GIVEN TASK >>
Pick out every line in the data below that contains the word "palm" and copy each of those lines.

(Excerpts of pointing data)

◇ ◇ ◇ ◇ ◇

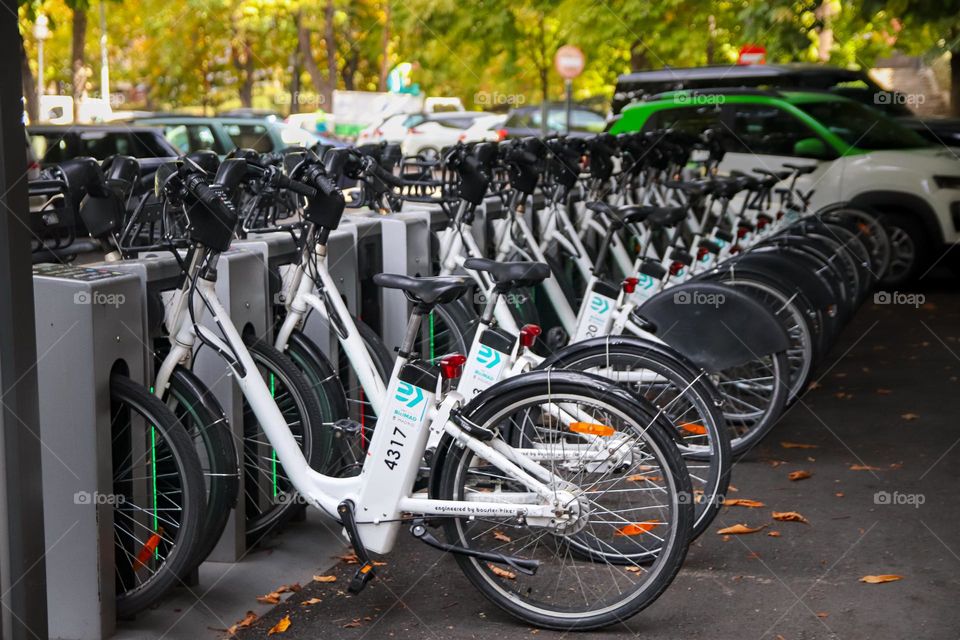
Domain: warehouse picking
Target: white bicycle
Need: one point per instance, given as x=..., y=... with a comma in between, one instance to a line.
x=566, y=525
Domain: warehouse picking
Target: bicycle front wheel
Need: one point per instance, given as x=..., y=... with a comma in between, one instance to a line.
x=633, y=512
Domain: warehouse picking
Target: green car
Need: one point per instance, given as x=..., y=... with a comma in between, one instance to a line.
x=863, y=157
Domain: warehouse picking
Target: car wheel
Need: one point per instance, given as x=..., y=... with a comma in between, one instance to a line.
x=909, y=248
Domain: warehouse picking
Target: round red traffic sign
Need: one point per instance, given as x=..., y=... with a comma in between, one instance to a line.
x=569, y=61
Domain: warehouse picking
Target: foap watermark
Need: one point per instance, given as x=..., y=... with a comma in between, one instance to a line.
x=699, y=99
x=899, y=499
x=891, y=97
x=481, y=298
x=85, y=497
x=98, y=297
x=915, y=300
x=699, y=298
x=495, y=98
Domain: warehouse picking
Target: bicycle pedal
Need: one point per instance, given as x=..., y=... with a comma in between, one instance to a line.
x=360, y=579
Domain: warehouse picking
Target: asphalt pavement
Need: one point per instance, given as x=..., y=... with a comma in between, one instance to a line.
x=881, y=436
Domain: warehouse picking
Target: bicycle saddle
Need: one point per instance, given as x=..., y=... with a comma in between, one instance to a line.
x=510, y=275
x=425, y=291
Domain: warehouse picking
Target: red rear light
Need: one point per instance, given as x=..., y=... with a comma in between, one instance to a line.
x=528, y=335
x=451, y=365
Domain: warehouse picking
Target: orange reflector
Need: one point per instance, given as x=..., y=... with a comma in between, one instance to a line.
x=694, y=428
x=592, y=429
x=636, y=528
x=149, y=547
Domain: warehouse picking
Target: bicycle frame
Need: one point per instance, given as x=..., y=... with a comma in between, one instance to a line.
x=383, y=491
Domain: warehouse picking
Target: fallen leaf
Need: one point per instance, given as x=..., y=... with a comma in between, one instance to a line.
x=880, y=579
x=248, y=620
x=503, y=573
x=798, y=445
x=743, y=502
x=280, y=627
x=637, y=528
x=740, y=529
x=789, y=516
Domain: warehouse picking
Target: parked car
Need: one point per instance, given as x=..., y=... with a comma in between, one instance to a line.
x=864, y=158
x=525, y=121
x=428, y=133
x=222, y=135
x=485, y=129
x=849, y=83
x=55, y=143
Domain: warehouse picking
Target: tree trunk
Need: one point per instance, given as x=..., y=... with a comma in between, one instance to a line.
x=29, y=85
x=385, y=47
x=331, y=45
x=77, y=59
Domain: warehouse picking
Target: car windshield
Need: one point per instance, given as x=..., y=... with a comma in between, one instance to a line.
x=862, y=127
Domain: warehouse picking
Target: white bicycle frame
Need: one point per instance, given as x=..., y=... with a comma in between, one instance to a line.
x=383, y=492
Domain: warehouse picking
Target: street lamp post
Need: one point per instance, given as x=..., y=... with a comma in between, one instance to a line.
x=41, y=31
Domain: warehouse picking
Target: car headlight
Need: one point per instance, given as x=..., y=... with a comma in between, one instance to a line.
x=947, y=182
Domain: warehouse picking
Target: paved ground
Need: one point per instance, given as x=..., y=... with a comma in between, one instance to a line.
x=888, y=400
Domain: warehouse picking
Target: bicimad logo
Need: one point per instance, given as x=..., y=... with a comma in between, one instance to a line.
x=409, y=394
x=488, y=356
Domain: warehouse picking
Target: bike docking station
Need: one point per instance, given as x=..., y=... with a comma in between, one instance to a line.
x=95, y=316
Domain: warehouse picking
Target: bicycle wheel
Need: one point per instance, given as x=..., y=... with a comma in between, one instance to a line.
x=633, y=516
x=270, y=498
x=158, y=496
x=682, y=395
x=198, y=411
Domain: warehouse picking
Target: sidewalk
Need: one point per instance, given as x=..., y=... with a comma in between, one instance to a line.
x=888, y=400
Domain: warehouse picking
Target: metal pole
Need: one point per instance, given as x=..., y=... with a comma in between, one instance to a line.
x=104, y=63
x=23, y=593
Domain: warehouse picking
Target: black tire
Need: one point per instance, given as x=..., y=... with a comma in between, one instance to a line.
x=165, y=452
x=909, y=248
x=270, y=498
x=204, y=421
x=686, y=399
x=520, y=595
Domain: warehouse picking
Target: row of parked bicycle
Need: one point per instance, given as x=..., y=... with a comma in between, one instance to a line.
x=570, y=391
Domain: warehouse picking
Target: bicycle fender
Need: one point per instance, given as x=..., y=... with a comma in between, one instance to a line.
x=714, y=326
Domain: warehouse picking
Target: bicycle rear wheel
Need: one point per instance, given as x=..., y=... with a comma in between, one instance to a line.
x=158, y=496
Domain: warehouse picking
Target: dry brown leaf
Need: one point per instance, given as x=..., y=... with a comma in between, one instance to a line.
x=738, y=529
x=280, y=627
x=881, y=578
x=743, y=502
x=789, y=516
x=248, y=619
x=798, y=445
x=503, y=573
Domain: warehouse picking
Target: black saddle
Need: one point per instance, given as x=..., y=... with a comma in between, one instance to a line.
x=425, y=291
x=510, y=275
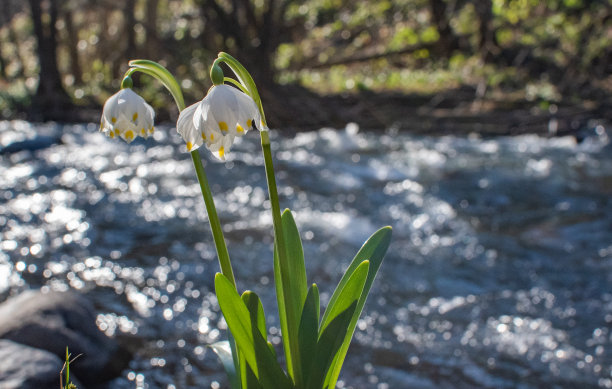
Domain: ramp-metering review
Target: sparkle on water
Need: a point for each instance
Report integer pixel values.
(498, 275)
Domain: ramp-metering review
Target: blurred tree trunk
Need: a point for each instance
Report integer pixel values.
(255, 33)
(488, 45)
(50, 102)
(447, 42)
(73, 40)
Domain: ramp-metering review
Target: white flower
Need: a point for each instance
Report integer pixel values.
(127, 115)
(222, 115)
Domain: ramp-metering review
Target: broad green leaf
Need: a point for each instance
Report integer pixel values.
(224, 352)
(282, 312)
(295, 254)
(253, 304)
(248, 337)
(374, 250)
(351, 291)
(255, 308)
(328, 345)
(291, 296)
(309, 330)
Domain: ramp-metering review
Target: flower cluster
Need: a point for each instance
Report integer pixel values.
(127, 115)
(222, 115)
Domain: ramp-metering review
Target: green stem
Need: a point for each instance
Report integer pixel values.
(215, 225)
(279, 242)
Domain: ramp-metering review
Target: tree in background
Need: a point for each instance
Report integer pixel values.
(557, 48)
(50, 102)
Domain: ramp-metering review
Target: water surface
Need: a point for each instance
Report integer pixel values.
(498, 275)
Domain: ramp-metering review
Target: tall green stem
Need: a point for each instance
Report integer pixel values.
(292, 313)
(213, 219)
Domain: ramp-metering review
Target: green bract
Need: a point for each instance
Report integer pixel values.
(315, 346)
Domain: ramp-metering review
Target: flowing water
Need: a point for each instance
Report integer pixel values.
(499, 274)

◇ ◇ ◇ ◇ ◇

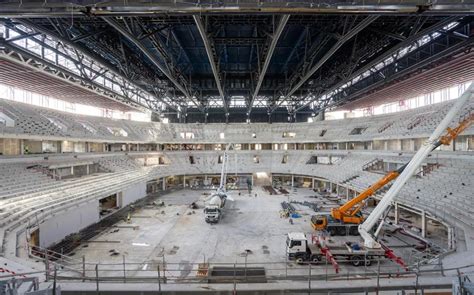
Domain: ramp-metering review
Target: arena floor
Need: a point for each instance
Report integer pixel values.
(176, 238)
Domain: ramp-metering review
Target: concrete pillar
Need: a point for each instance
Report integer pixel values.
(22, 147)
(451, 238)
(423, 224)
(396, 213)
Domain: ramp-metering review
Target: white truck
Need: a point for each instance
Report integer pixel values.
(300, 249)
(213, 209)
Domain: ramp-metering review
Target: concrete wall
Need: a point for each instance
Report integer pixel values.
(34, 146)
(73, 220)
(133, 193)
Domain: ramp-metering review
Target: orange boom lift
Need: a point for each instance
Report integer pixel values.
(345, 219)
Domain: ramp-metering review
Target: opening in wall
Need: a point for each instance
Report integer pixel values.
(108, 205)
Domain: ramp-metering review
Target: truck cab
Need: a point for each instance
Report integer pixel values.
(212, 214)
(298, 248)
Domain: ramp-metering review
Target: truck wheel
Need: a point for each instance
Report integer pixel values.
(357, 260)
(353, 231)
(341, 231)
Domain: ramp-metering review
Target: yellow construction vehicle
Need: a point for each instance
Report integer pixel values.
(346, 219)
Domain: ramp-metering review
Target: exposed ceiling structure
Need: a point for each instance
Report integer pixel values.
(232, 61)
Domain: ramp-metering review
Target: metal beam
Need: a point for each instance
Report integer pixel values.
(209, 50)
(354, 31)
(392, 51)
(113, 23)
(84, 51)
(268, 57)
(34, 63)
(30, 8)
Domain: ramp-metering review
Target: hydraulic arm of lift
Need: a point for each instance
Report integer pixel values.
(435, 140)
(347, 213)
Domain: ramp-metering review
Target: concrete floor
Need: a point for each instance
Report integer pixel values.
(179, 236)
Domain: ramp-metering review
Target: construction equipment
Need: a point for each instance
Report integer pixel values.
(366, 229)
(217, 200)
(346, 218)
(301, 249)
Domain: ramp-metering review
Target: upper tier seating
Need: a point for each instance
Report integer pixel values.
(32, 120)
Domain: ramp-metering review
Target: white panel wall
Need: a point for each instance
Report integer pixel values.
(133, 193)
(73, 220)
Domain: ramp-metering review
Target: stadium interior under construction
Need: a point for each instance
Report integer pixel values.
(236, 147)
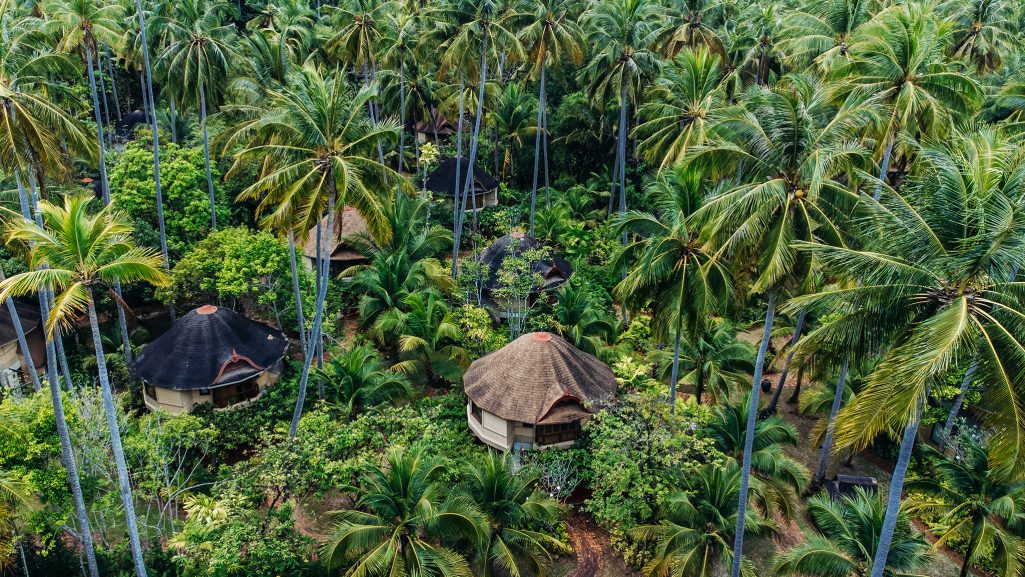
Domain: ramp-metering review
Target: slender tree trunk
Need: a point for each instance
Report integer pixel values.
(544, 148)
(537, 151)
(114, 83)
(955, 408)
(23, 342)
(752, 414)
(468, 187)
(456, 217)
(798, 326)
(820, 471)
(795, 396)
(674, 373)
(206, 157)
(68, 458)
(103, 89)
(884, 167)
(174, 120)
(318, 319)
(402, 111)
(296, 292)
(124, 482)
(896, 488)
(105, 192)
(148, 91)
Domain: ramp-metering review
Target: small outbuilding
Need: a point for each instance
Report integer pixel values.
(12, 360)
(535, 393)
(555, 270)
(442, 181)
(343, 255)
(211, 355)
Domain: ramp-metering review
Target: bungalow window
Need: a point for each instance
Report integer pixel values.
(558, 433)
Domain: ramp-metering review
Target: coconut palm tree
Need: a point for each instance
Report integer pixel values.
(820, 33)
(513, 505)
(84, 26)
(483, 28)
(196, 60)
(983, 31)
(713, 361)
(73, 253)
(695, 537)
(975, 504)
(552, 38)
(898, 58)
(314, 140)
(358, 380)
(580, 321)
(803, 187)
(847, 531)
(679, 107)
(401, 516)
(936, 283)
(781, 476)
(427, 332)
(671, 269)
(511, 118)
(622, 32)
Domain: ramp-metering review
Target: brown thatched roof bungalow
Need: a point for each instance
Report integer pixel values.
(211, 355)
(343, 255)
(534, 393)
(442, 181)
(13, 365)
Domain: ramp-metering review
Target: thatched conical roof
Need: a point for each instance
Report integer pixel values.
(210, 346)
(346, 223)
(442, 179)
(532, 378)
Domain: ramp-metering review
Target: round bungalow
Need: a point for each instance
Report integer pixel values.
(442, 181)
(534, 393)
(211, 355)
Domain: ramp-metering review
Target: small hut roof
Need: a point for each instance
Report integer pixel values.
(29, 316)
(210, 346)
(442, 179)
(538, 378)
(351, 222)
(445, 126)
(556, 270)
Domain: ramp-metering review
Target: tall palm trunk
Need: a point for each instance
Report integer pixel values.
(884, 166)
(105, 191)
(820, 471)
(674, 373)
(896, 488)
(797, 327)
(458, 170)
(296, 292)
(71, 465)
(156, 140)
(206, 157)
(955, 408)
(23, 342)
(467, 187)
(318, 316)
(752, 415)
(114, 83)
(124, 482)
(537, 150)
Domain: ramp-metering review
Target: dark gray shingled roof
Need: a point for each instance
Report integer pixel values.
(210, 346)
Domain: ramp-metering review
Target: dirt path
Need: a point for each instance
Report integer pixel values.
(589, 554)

◇ ◇ ◇ ◇ ◇

RESPONSE TO THE EXERCISE >>
Target: coconut palm tree
Target: tall palm trunk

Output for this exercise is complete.